The $W$-matrices will do the same job as the $M$-matrices of MPS. The difference is that they have two physical indices.

Application of a MPO

The application of a MPO on a MPS is expressed by:

\begin{align} \hat O \lvert \psi \rangle & = \sum_{\boldsymbol{\sigma}, \boldsymbol{\sigma^{\prime}}, \boldsymbol{\sigma^{\prime\prime}}} (W^{\sigma_1\sigma_1^{\prime}}\ldots W^{\sigma_L\sigma_L^{\prime}})(M^{\sigma_1^{\prime\prime}}\cdots M^{\sigma_L^{\prime\prime}})\lvert {\boldsymbol{\sigma}} \rangle \underbrace{\langle {\boldsymbol{\sigma^\prime}} \lvert {\boldsymbol{\sigma^{\prime\prime}}} \rangle}_{\delta_{\sigma^{\prime}\sigma^{\prime\prime}}}\newline & = \sum_{\boldsymbol{\sigma}, \boldsymbol{\sigma^{\prime}}} (W^{\sigma_1\sigma_1^{\prime}}\ldots W^{\sigma_L\sigma_L^{\prime}})(M^{\sigma_1^{\prime}}\cdots M^{\sigma_L^{\prime}})\lvert {\boldsymbol{\sigma}} \rangle \newline & = \sum_{\boldsymbol{\sigma}} \tilde{M}^{\sigma_1}\cdots \tilde{M}^{\sigma_L} \lvert\boldsymbol{\sigma}\rangle = \lvert \tilde\psi\rangle \end{align}

The values of the $\tilde{M}$ matrices are given by:

\begin{align} \tilde{M}^{\sigma_i} = \sum_{\sigma_i^{\prime}}W^{\sigma_i\sigma_i^{\prime}}_{b_{i-1},b_i}M^{\sigma_i^{\prime}}_{a_{i-1}, a_i} \end{align}

$\lvert\tilde\psi\rangle$ is a therefore a new MPS, but with a larger dimension. So an expectation value of an operator can be calculated by

\begin{align} \langle \psi \lvert \hat O \lvert \psi \rangle = \langle \psi \lvert \tilde \psi \rangle \end{align}

Repeated application of an operator onto a state therefore increases strongly the dimension of the state.

GIVEN INFORMATION
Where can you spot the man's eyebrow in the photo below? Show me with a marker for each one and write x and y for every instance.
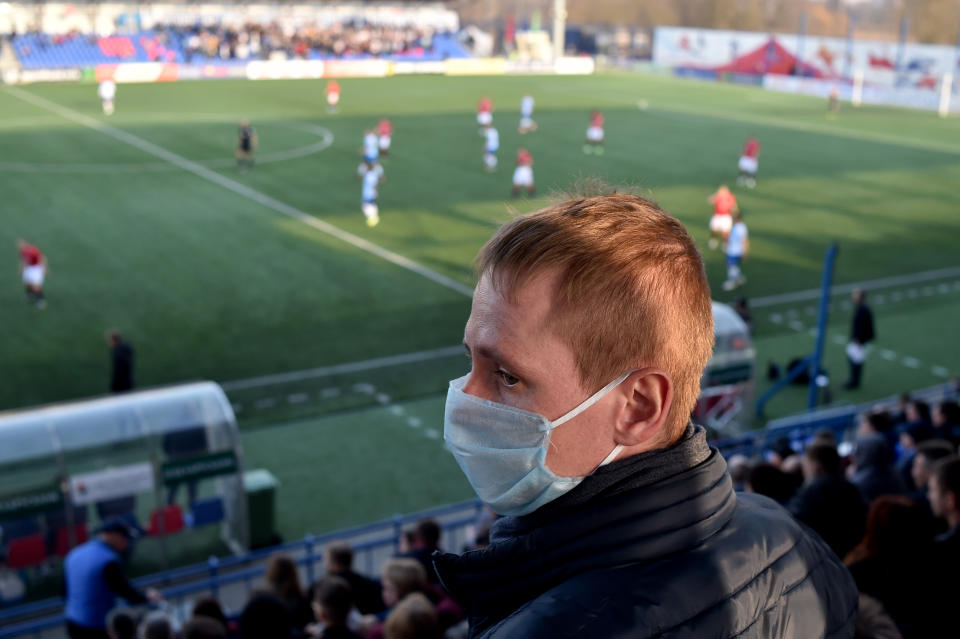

WHAT TO DO
Continue the passage on applying a matrix product operator to a matrix product state, starting after its final sentence.

RESPONSE
Hamilton-Operator

A general Hamilton-operator such as:

\begin{align} \hat H = \sum_{i=1}^{L-1}\frac{J}{2}\hat S_i^+\hat S_{i+1}^- + \frac{J}{2}\hat S_i^-\hat S_{i+1}^+ + J^z\hat S_i^z\hat S_{i+1}^z-h_z\sum_i^L \hat S_i^z-h_x\sum_i^L \hat S_i^x \end{align}

can be constructed analytically as an MPO. This is reasoned in the special Tensor-Product-structure of the Hamiltonian:

\begin{align} \hat H = J^z\hat S_1^z\otimes\hat S_2^z\otimes\hat I_3\otimes\hat I_4\ldots + \hat I_1\otimes J^z\hat S_2^z\otimes\hat S_3^z\otimes\hat I_4\ldots+\ldots \end{align}

To construct the Hamiltonian we have to give the matrices.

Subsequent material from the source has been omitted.